◆ RECORDS PROVIDED ◆
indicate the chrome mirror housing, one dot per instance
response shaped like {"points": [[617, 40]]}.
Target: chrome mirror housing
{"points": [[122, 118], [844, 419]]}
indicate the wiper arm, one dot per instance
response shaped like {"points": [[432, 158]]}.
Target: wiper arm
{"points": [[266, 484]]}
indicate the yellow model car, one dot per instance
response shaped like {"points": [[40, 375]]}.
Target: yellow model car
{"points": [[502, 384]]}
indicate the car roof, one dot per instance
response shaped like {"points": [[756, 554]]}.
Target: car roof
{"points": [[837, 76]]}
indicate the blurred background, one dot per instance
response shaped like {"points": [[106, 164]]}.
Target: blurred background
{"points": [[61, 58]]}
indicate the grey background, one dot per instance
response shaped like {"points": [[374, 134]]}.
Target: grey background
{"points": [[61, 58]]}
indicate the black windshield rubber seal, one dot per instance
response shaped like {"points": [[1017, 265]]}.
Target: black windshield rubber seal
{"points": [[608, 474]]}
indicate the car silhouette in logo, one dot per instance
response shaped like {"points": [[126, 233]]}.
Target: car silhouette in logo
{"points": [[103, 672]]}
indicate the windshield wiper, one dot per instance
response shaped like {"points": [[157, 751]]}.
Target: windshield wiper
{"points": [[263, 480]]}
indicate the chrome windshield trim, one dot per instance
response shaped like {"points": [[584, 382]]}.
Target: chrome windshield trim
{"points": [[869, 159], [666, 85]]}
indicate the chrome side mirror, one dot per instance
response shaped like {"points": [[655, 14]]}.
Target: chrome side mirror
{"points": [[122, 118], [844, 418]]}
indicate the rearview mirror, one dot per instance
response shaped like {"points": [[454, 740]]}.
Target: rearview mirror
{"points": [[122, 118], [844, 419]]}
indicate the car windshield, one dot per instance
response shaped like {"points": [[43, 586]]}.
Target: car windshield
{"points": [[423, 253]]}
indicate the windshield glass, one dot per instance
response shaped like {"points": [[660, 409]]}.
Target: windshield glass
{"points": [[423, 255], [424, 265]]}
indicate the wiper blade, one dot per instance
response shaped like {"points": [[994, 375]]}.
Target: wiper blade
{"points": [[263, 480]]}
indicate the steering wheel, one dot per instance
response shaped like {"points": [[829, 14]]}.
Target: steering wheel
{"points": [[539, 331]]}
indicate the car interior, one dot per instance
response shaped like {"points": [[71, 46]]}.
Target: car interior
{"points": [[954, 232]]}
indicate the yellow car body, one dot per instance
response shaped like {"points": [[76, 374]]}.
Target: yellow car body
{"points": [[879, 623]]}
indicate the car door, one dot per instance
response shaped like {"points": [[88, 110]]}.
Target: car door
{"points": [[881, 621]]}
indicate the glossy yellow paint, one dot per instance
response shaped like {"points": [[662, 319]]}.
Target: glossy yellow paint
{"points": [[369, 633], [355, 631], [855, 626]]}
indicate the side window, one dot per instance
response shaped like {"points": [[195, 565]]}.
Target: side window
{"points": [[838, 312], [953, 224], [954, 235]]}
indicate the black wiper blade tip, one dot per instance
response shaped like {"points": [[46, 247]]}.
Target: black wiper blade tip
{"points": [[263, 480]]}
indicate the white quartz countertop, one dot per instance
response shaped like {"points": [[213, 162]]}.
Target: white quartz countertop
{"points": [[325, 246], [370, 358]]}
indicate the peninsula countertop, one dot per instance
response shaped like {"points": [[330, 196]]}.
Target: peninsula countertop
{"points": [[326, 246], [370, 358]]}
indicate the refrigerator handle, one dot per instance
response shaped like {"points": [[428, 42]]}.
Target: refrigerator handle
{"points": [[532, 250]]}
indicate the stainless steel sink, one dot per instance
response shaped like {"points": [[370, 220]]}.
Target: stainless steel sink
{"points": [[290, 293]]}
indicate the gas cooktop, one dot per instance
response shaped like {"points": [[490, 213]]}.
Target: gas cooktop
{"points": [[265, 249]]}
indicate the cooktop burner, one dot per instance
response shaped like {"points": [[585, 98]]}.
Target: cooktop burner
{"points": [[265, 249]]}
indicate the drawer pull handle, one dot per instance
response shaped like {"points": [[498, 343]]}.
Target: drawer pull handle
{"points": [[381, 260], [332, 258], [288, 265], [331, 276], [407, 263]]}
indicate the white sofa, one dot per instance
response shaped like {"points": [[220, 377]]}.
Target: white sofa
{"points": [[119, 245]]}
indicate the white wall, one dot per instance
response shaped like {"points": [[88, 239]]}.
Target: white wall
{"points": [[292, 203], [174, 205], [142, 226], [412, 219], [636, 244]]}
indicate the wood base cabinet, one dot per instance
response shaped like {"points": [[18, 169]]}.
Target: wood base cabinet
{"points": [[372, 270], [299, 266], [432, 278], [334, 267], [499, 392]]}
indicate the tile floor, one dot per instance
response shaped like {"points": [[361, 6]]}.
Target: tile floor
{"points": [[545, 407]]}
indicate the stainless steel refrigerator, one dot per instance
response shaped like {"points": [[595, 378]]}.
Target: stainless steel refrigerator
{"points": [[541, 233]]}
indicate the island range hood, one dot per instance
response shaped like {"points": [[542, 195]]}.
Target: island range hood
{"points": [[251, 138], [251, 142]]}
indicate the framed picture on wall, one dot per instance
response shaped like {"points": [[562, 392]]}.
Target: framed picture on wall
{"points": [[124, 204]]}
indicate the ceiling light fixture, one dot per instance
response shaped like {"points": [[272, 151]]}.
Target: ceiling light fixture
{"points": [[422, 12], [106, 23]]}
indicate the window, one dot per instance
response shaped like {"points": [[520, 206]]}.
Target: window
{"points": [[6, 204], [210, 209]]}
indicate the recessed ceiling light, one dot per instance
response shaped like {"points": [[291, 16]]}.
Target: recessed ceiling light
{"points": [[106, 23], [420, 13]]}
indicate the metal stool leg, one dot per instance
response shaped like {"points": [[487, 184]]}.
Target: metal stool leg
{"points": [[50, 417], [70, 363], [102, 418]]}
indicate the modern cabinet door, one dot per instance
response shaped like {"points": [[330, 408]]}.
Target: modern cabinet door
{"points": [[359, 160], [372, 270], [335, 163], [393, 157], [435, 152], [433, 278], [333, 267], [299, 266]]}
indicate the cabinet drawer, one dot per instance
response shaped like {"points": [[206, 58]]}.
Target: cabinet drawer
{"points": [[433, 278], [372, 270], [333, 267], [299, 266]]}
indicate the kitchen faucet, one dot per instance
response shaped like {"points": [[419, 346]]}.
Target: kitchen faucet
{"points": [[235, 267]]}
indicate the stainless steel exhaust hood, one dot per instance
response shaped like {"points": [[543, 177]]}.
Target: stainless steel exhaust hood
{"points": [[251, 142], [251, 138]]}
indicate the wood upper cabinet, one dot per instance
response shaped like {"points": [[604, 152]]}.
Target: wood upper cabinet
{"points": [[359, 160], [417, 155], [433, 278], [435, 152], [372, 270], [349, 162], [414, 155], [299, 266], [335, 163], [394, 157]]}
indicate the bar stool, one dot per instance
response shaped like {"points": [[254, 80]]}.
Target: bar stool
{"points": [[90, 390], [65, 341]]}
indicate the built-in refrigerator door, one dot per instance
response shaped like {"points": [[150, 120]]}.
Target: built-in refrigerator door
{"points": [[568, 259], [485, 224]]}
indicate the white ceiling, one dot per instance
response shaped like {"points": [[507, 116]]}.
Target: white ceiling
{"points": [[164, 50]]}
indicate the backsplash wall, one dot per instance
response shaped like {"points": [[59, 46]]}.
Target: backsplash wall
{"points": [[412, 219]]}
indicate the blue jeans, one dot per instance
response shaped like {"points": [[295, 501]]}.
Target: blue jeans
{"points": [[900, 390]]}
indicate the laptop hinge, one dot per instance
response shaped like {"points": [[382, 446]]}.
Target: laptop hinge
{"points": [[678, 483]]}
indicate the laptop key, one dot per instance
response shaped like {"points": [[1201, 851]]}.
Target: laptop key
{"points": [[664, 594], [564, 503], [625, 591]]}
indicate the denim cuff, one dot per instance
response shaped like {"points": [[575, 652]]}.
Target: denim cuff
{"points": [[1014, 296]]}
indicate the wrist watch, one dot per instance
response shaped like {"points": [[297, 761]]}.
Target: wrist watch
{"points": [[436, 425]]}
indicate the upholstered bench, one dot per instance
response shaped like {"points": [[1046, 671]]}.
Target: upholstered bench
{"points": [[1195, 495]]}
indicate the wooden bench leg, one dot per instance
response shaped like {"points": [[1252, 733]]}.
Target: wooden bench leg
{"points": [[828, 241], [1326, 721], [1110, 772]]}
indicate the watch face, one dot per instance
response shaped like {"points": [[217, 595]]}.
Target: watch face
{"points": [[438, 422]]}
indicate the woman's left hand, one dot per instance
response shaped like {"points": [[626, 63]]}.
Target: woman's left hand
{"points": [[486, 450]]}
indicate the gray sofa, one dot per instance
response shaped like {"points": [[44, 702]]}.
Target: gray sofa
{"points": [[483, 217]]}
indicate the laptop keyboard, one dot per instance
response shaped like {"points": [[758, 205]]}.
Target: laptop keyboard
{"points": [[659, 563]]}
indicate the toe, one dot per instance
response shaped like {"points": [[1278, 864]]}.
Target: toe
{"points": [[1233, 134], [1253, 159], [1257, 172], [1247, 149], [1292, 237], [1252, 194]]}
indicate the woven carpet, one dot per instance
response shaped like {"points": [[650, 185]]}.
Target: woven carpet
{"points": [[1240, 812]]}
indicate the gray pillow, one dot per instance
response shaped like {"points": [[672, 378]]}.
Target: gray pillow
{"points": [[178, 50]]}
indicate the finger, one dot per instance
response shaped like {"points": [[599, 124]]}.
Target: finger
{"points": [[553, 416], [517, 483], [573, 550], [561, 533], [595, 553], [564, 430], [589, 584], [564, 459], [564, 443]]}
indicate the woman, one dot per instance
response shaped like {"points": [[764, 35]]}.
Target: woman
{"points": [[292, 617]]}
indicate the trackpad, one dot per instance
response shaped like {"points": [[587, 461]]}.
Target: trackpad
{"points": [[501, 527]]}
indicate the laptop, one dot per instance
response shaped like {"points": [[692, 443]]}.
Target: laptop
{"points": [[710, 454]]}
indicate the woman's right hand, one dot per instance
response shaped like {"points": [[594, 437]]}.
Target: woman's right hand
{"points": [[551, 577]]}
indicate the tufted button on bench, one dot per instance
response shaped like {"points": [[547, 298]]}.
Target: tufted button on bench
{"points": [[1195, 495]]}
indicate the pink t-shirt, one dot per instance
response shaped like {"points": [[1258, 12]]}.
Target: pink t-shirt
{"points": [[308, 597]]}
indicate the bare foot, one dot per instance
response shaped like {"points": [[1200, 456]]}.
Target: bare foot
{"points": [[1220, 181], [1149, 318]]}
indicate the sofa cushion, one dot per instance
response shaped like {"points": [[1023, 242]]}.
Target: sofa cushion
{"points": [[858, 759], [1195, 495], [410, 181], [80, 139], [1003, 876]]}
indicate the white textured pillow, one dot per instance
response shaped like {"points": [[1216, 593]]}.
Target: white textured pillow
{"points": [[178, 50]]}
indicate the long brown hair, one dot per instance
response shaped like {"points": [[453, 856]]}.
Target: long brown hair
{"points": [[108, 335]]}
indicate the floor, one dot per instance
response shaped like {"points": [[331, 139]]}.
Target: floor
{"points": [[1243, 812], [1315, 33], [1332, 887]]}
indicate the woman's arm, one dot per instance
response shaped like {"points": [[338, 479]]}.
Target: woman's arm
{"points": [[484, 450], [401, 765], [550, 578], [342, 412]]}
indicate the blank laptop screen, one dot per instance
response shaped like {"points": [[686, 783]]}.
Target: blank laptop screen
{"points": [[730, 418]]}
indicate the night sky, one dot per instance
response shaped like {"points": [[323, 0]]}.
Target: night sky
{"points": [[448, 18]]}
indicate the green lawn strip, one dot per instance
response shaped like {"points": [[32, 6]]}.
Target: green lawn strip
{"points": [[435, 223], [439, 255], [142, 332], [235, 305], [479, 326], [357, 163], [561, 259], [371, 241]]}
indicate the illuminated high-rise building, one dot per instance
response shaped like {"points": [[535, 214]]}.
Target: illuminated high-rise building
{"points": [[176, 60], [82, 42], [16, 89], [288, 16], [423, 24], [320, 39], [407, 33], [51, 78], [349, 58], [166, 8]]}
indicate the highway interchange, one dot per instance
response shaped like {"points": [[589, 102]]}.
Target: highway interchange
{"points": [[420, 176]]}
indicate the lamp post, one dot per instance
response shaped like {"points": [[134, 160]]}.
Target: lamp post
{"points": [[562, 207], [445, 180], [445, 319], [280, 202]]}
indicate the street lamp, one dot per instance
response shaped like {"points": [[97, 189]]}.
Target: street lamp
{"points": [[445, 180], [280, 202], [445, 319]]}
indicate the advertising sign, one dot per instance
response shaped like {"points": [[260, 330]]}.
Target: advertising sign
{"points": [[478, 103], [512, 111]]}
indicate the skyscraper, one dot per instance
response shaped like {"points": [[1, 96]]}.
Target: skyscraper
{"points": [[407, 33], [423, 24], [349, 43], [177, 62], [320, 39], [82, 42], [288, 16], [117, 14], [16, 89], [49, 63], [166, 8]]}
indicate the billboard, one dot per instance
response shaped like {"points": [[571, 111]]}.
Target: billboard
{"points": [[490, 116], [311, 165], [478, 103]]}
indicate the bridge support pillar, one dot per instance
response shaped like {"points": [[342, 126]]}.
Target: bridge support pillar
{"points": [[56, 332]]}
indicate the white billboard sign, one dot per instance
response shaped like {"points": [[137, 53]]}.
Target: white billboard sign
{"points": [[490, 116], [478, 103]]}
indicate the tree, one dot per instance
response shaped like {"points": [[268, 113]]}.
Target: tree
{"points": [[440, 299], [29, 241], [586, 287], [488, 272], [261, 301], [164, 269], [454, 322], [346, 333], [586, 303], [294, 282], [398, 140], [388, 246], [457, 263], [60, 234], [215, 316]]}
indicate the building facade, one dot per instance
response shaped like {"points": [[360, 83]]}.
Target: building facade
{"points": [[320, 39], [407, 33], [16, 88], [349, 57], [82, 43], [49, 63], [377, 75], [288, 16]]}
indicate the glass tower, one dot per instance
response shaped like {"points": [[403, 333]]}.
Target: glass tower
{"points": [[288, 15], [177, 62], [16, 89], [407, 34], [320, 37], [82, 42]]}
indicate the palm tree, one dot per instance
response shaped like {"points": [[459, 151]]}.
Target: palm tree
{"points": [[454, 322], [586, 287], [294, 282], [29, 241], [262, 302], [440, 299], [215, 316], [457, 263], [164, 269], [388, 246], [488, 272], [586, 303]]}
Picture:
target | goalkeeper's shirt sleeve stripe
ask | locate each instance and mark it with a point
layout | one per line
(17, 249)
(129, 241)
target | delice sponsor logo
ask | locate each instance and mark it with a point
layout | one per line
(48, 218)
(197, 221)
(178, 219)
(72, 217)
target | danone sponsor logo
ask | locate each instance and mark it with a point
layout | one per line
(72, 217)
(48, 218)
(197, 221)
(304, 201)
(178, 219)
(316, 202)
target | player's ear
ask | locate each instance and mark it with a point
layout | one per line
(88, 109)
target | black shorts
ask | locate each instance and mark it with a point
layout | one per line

◆ WHAT IS EXPECTED ◆
Search the data for the string "sponsor" and copy out every line where it is found.

◆ OUTPUT BELOW ◆
target | delice sponsor logo
target | danone sponsor logo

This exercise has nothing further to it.